Reproduce verbatim the lines from the one containing "Please scan the image above for any mirror." through the one containing "[[218, 268, 378, 480], [271, 359, 378, 480]]", both included, and no others.

** start of PROVIDED DATA **

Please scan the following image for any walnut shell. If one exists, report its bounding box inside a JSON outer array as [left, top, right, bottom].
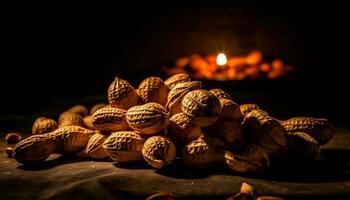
[[102, 131, 144, 162], [138, 77, 168, 106], [32, 117, 58, 135], [142, 136, 176, 169], [67, 105, 89, 117], [12, 134, 56, 164], [126, 103, 169, 135], [239, 104, 259, 116], [58, 111, 84, 127], [209, 88, 233, 101], [108, 77, 139, 110], [181, 90, 221, 126], [166, 81, 202, 115], [90, 103, 108, 115], [225, 145, 270, 172], [91, 108, 130, 131], [164, 73, 191, 90], [182, 137, 223, 168], [85, 133, 108, 159], [242, 110, 287, 154], [281, 117, 336, 145]]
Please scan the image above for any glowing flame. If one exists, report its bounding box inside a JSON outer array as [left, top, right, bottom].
[[216, 53, 227, 66]]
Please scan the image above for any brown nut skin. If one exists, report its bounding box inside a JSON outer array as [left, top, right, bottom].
[[32, 117, 58, 135], [58, 111, 84, 127], [85, 133, 108, 159], [102, 131, 145, 162], [242, 110, 288, 155], [164, 73, 191, 90], [181, 90, 221, 126], [5, 133, 22, 144], [67, 105, 89, 117], [108, 77, 139, 110], [165, 81, 202, 115], [281, 117, 336, 145], [138, 77, 169, 106], [288, 132, 321, 160], [142, 136, 176, 169], [90, 103, 108, 115], [126, 103, 169, 135], [91, 108, 130, 131], [239, 104, 259, 116]]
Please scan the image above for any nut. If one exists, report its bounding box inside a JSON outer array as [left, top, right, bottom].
[[91, 108, 130, 131], [182, 137, 223, 168], [32, 117, 58, 135], [239, 104, 259, 116], [209, 88, 233, 101], [281, 117, 336, 145], [288, 132, 321, 160], [166, 81, 202, 115], [142, 136, 176, 169], [138, 77, 168, 106], [67, 105, 89, 117], [102, 131, 144, 162], [58, 111, 84, 127], [90, 103, 108, 115], [242, 110, 287, 154], [181, 90, 221, 126], [5, 133, 22, 144], [225, 145, 270, 172], [85, 133, 108, 159], [108, 77, 139, 110], [126, 103, 169, 135], [164, 73, 191, 90]]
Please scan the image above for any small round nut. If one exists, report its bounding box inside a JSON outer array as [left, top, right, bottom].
[[67, 105, 89, 117], [108, 77, 139, 110], [91, 108, 130, 131], [5, 133, 22, 144], [164, 73, 191, 90], [181, 90, 221, 126], [126, 103, 169, 135], [142, 136, 176, 169], [32, 117, 58, 135], [138, 77, 168, 106]]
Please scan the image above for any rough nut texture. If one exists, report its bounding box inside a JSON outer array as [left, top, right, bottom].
[[142, 136, 176, 169], [225, 145, 270, 172], [219, 98, 243, 121], [102, 131, 144, 162], [242, 110, 287, 154], [126, 103, 169, 134], [181, 90, 221, 126], [85, 133, 108, 159], [281, 117, 336, 145], [164, 73, 191, 90], [91, 108, 130, 131], [90, 103, 108, 115], [48, 126, 96, 154], [209, 88, 232, 100], [288, 132, 321, 160], [32, 117, 58, 135], [13, 134, 56, 163], [58, 111, 84, 127], [166, 81, 202, 115], [68, 105, 89, 117], [138, 77, 168, 105], [108, 77, 139, 110], [239, 104, 259, 116]]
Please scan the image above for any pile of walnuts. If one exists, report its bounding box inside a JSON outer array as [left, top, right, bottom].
[[8, 74, 335, 172]]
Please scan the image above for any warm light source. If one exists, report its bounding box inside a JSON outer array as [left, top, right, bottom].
[[216, 53, 227, 66]]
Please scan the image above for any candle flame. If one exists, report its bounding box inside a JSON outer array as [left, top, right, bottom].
[[216, 53, 227, 66]]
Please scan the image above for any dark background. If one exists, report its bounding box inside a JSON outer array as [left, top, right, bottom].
[[0, 1, 349, 126]]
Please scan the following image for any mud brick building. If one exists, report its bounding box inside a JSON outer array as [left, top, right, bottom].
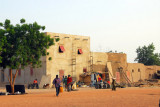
[[0, 32, 160, 88]]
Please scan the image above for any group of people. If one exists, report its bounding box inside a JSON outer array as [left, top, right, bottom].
[[53, 75, 73, 96], [53, 75, 116, 96]]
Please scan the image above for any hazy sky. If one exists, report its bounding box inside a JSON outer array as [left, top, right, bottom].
[[0, 0, 160, 62]]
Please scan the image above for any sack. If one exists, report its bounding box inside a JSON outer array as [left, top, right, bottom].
[[59, 86, 63, 93]]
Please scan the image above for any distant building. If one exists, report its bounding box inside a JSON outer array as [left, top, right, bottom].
[[0, 32, 160, 88]]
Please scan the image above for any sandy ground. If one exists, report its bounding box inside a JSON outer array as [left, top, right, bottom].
[[0, 88, 160, 107]]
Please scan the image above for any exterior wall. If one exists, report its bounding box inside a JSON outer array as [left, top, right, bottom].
[[0, 57, 48, 88], [106, 53, 127, 83], [91, 52, 113, 82], [92, 52, 108, 72], [145, 66, 160, 79], [127, 63, 146, 82], [46, 32, 90, 84]]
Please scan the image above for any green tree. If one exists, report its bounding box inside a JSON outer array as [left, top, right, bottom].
[[135, 43, 160, 65], [0, 19, 58, 93]]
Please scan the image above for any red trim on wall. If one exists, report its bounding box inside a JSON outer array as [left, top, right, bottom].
[[78, 49, 83, 54], [59, 45, 65, 53]]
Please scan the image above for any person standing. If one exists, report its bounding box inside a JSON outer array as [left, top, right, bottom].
[[63, 76, 67, 90], [53, 75, 61, 97], [67, 75, 72, 91], [33, 79, 39, 89], [112, 78, 116, 91]]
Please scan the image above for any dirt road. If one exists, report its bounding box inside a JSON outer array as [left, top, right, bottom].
[[0, 88, 160, 107]]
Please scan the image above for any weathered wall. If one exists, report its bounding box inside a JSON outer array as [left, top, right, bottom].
[[127, 63, 146, 82], [0, 57, 46, 88], [106, 53, 127, 83], [91, 52, 113, 82], [145, 66, 160, 79], [46, 32, 90, 84], [92, 52, 108, 72]]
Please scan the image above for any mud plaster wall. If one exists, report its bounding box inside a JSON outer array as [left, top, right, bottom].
[[106, 53, 127, 83], [46, 32, 90, 84]]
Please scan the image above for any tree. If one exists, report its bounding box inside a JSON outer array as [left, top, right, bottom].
[[135, 43, 160, 65], [0, 19, 58, 94]]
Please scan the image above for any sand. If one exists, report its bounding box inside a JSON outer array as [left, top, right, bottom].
[[0, 88, 160, 107]]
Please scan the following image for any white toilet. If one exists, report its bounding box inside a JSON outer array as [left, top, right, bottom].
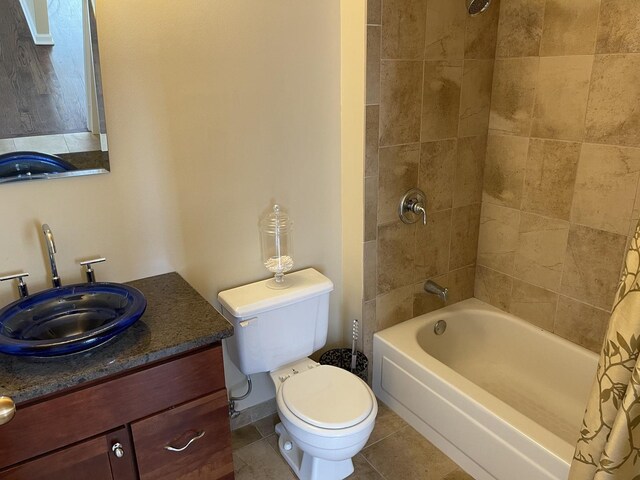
[[218, 268, 378, 480]]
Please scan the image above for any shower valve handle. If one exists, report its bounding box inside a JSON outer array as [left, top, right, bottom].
[[398, 188, 427, 225]]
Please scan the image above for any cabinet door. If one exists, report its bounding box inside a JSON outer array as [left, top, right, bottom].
[[0, 437, 113, 480], [132, 390, 233, 480]]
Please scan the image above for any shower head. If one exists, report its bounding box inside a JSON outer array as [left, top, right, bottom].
[[467, 0, 491, 17]]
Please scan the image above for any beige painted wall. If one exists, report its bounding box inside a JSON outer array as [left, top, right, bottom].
[[340, 0, 366, 348], [99, 0, 350, 409], [0, 0, 362, 410], [0, 2, 183, 303]]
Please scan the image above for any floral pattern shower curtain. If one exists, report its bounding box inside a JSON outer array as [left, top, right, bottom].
[[569, 224, 640, 480]]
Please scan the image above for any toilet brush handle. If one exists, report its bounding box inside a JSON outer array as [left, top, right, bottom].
[[351, 320, 358, 373]]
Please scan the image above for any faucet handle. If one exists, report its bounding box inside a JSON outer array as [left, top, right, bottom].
[[80, 257, 106, 283], [0, 272, 29, 298]]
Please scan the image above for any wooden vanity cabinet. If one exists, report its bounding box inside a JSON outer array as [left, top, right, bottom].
[[0, 344, 233, 480]]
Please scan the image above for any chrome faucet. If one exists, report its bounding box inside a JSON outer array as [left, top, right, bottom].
[[42, 223, 62, 288], [424, 280, 449, 303]]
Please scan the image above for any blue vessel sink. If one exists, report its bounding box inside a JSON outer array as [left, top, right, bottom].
[[0, 283, 147, 357]]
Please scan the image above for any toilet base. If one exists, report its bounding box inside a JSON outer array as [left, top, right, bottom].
[[276, 423, 353, 480]]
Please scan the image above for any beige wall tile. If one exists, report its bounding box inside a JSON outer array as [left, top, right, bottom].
[[453, 135, 487, 207], [496, 0, 545, 57], [446, 265, 476, 305], [571, 143, 640, 235], [482, 135, 529, 208], [596, 0, 640, 53], [378, 143, 420, 225], [474, 265, 513, 312], [376, 285, 414, 332], [509, 280, 558, 332], [364, 176, 378, 242], [367, 0, 382, 25], [380, 60, 423, 146], [363, 240, 378, 302], [477, 203, 520, 275], [420, 61, 463, 142], [553, 296, 610, 353], [367, 27, 380, 105], [414, 209, 451, 281], [560, 225, 626, 310], [522, 138, 581, 220], [413, 274, 449, 317], [515, 213, 569, 291], [531, 55, 593, 141], [377, 220, 416, 295], [382, 0, 427, 60], [418, 140, 457, 212], [424, 0, 466, 60], [540, 0, 600, 56], [449, 204, 480, 270], [489, 57, 539, 136], [364, 105, 380, 177], [586, 54, 640, 146], [464, 0, 500, 58], [458, 60, 496, 137]]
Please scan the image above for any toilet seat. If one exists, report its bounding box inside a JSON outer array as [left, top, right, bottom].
[[278, 365, 374, 430]]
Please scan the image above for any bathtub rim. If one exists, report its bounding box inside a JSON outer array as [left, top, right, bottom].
[[373, 298, 598, 478]]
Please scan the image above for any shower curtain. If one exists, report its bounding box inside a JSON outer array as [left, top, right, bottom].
[[569, 223, 640, 480]]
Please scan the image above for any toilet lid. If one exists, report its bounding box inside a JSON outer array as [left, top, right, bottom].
[[281, 365, 373, 429]]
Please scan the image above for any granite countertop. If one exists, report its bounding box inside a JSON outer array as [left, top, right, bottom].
[[0, 273, 233, 403]]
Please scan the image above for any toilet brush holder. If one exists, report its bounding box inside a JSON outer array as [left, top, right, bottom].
[[319, 348, 369, 382]]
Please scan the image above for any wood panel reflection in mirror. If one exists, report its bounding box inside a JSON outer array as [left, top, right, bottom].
[[0, 0, 109, 183]]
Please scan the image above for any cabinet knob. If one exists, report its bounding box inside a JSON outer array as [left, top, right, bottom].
[[0, 395, 16, 425], [111, 443, 124, 458]]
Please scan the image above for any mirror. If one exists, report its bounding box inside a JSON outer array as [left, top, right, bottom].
[[0, 0, 109, 183]]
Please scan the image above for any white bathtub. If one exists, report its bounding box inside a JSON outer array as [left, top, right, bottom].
[[373, 298, 598, 480]]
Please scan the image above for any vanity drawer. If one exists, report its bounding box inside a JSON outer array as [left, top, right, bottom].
[[131, 390, 233, 480], [0, 344, 224, 469]]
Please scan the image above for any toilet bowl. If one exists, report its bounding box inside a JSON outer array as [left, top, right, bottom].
[[218, 268, 378, 480], [271, 359, 378, 480]]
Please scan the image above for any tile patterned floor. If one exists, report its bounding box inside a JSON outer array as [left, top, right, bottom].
[[232, 402, 473, 480]]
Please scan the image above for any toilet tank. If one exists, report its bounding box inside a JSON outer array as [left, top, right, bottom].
[[218, 268, 333, 375]]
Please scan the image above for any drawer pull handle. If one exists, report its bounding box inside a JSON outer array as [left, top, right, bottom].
[[164, 430, 205, 452], [111, 443, 124, 458]]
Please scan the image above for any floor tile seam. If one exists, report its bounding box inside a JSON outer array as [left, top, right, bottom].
[[360, 454, 387, 480], [362, 427, 404, 452], [232, 436, 267, 452]]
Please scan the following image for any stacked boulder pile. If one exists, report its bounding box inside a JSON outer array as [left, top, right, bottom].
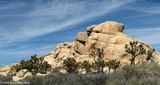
[[44, 21, 160, 67]]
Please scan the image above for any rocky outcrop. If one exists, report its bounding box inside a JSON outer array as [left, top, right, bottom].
[[44, 21, 160, 67]]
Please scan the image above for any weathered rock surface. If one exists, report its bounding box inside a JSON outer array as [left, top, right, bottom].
[[44, 21, 160, 67]]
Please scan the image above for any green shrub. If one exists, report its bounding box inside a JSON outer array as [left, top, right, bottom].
[[81, 60, 92, 73], [11, 55, 51, 74], [125, 41, 146, 65], [91, 48, 106, 73], [106, 60, 120, 72], [63, 58, 79, 73]]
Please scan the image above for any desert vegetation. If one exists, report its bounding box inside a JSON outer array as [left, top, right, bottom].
[[1, 41, 160, 85], [125, 41, 146, 65], [13, 63, 160, 85], [11, 55, 51, 74]]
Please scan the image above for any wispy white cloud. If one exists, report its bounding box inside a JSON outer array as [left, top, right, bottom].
[[0, 0, 133, 43], [128, 0, 160, 14]]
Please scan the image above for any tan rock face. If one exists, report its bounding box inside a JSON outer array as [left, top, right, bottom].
[[76, 32, 88, 42], [45, 21, 160, 67]]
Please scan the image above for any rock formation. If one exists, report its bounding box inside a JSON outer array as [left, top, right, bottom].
[[0, 21, 160, 81], [44, 21, 160, 67]]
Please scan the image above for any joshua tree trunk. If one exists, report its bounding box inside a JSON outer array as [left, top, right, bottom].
[[131, 56, 135, 65]]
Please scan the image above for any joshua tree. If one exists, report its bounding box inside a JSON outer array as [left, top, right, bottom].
[[63, 58, 79, 73], [125, 41, 145, 65], [146, 48, 155, 61], [91, 48, 105, 73], [106, 60, 120, 72], [81, 60, 92, 73]]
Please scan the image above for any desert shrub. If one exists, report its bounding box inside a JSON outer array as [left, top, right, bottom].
[[91, 48, 106, 73], [63, 58, 79, 73], [5, 63, 160, 85], [125, 41, 146, 65], [81, 60, 92, 73], [11, 55, 51, 74], [106, 63, 160, 85], [106, 60, 120, 72]]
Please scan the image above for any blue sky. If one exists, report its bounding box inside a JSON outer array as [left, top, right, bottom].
[[0, 0, 160, 65]]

** end of PROVIDED DATA **

• SOLUTION TO THIS TASK:
Please scan the image above for any mirror. If one exists, report its bounding box inside a JSON outer array as [left, top, right, bottom].
[[0, 0, 109, 183]]
Please scan the image above for any white bathtub. If one exists, report its bounding box inside a JSON outer array as [left, top, right, bottom].
[[373, 298, 598, 480]]
Please scan the image above for any vanity drawer. If one exists, report its bounding box inside a JSON outer array as [left, top, right, bottom].
[[131, 390, 233, 480], [0, 344, 224, 469]]
Please scan the image above for any toilet bowl. If one exists, report its bounding box inside a JSON outer array as [left, top, right, bottom].
[[218, 268, 378, 480], [271, 359, 378, 480]]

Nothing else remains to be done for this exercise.